### Dataset rows on where objects appear
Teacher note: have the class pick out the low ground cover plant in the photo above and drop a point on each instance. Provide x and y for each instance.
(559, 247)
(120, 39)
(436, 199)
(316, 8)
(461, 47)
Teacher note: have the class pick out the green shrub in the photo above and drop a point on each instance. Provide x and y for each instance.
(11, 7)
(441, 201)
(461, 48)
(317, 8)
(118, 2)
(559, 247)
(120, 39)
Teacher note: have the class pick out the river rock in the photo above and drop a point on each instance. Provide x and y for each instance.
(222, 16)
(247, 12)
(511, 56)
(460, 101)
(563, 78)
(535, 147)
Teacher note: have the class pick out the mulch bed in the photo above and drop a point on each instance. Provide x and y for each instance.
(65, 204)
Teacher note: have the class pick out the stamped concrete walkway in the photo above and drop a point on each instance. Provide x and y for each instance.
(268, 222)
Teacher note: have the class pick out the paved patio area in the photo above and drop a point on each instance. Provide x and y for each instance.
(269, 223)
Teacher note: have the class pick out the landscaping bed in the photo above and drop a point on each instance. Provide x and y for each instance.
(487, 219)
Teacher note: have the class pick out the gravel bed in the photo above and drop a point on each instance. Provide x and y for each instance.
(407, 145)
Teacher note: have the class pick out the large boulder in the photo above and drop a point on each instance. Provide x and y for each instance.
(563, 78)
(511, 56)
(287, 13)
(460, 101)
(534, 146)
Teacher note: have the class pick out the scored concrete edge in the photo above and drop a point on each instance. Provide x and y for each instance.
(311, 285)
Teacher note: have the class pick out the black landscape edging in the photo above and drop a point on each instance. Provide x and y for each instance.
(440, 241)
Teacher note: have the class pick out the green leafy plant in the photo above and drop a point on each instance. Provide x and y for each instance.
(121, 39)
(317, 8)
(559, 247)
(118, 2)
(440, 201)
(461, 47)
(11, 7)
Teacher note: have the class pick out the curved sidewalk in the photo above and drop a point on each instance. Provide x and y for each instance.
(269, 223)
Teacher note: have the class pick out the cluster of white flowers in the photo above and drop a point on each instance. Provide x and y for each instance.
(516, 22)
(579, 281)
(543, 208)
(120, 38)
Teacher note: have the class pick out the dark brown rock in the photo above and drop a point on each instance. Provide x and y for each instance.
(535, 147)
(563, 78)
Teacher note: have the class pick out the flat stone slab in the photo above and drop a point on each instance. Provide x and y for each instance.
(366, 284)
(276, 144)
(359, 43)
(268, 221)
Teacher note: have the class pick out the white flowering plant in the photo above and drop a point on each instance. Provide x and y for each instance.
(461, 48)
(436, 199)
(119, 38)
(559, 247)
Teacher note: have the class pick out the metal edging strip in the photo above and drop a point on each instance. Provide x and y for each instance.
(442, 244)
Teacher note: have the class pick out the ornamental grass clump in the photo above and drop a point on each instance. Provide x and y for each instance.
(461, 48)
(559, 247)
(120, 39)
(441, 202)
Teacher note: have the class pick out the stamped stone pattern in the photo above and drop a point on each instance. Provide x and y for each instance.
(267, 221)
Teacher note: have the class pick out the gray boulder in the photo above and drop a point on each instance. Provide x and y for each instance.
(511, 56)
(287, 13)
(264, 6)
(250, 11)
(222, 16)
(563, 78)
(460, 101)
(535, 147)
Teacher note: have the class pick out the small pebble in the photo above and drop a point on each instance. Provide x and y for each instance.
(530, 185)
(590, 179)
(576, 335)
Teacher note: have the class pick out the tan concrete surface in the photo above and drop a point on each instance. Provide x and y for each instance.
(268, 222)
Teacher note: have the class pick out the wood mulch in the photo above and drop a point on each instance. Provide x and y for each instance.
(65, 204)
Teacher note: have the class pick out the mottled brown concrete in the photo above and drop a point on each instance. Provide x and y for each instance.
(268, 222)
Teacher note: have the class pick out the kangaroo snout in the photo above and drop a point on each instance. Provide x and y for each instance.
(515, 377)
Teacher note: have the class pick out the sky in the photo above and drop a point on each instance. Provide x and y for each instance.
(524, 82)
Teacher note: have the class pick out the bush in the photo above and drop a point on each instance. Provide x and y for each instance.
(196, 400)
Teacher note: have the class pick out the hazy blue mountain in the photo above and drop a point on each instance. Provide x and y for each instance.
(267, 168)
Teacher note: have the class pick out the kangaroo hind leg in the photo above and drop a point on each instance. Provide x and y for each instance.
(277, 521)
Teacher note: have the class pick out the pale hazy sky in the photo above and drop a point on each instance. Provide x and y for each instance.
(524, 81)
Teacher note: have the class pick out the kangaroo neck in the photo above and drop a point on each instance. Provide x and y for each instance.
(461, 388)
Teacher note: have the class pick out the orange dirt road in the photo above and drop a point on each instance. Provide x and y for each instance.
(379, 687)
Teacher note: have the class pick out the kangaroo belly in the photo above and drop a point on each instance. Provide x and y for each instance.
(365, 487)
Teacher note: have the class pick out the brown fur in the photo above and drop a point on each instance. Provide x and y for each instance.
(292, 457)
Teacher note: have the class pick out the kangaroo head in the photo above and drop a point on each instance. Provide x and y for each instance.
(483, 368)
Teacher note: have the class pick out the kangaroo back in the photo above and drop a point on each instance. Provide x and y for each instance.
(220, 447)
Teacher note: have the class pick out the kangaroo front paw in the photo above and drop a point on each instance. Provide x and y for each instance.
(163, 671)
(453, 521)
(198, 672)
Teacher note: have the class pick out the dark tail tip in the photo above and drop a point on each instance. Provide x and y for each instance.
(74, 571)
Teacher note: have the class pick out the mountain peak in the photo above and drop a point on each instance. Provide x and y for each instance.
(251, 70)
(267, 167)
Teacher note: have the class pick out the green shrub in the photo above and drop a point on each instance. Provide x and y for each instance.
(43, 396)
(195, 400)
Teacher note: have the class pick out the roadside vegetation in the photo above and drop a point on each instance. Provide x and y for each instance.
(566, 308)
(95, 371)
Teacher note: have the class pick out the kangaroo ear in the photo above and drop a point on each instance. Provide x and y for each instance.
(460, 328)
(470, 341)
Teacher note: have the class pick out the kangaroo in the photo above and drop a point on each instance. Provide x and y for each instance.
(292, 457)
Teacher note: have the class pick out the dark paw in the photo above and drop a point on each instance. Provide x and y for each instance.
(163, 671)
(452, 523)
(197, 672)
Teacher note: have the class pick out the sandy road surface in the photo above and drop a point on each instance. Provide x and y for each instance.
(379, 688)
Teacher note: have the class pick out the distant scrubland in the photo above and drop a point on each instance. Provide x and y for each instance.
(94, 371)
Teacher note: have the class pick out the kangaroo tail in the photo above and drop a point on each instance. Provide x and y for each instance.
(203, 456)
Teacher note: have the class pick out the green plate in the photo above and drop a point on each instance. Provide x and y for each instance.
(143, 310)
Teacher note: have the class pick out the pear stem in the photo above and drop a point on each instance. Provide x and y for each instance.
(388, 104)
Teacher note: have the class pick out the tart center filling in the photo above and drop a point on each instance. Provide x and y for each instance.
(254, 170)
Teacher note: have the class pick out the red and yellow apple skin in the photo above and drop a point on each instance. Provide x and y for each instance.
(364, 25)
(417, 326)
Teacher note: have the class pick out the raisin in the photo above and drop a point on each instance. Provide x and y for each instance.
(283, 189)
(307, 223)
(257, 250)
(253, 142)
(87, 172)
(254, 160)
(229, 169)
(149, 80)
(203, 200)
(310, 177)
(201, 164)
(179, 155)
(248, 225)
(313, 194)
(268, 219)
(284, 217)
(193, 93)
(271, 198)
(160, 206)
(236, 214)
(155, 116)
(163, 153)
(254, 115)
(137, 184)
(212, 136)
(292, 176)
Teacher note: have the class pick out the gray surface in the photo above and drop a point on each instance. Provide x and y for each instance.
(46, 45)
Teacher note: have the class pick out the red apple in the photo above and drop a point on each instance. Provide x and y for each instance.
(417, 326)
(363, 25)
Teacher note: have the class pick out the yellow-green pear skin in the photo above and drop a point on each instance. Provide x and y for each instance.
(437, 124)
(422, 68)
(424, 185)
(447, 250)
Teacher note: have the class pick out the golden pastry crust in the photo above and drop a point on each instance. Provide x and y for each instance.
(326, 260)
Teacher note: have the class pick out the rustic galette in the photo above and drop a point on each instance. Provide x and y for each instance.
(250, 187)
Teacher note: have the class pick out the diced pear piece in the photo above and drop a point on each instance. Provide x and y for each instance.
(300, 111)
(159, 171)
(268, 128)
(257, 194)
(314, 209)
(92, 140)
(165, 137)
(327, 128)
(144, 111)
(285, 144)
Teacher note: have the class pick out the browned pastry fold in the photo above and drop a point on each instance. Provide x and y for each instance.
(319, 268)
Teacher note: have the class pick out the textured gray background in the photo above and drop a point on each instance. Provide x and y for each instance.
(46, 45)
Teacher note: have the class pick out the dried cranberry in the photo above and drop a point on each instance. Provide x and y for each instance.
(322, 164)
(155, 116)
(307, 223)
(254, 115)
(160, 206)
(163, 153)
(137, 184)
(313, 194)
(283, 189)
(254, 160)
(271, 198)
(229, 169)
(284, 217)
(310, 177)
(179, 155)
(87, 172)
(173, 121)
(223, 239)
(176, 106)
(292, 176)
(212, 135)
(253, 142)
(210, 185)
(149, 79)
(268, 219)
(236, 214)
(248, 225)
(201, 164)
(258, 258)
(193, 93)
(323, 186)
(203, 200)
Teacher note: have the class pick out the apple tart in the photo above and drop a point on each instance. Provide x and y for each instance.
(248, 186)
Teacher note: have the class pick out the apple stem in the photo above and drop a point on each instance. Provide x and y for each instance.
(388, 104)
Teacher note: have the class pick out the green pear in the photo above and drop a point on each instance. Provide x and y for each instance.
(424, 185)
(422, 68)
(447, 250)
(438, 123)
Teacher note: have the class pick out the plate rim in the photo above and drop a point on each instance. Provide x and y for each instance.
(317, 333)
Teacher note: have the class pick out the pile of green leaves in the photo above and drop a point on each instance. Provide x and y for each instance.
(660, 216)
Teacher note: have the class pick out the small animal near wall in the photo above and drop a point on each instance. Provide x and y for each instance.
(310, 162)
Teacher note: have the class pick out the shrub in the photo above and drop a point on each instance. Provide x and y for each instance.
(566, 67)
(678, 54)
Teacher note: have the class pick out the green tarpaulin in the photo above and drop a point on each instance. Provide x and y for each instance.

### Exercise details
Repeat exactly, and only, the lines from the line with "Teacher note: have the class pick out the dried" through the end of the listing above, both ends included.

### Task solution
Teacher note: have the class pick out the dried cranberry in the photo above and drop a point on each instance. Provide x and y for each instance.
(322, 164)
(155, 116)
(307, 223)
(254, 115)
(160, 206)
(163, 153)
(137, 184)
(313, 194)
(283, 189)
(254, 160)
(271, 198)
(229, 169)
(284, 217)
(310, 177)
(179, 155)
(87, 172)
(173, 121)
(223, 239)
(176, 106)
(292, 176)
(212, 135)
(253, 142)
(210, 185)
(149, 79)
(268, 219)
(236, 214)
(248, 225)
(201, 164)
(258, 258)
(193, 93)
(323, 186)
(203, 200)
Teacher note: have the class pick out the apple tart in the photo above and drop a point on each instance. Provide x and y for each instance.
(248, 186)
Teacher note: have the class pick out the apple stem in the photo above and drop a point on each instance. Provide x and y for each instance.
(388, 104)
Teacher note: have the class pick out the green pear in the photo above and drop a point on each instance. Provide x and y for each instance.
(424, 185)
(422, 68)
(447, 250)
(438, 123)
Teacher note: have the class pick out the plate rim in the photo above and drop a point on each instance. Provide x and y for each instance.
(317, 333)
Teacher note: have the class pick out the pile of green leaves in the photo above and drop a point on each instance. Provide x and y for each instance.
(660, 216)
Teacher note: have the class pick out the small animal near wall in the photo above and drop a point on each instance. Provide x and y for each instance.
(310, 162)
Teacher note: have the class pick out the shrub in the photo above and drop a point on each instance. Provide x and y for each instance.
(566, 67)
(678, 54)
Teacher note: have the class pick out the green tarpaulin in the photo above and drop a point on each instance. Provide x and y for each instance.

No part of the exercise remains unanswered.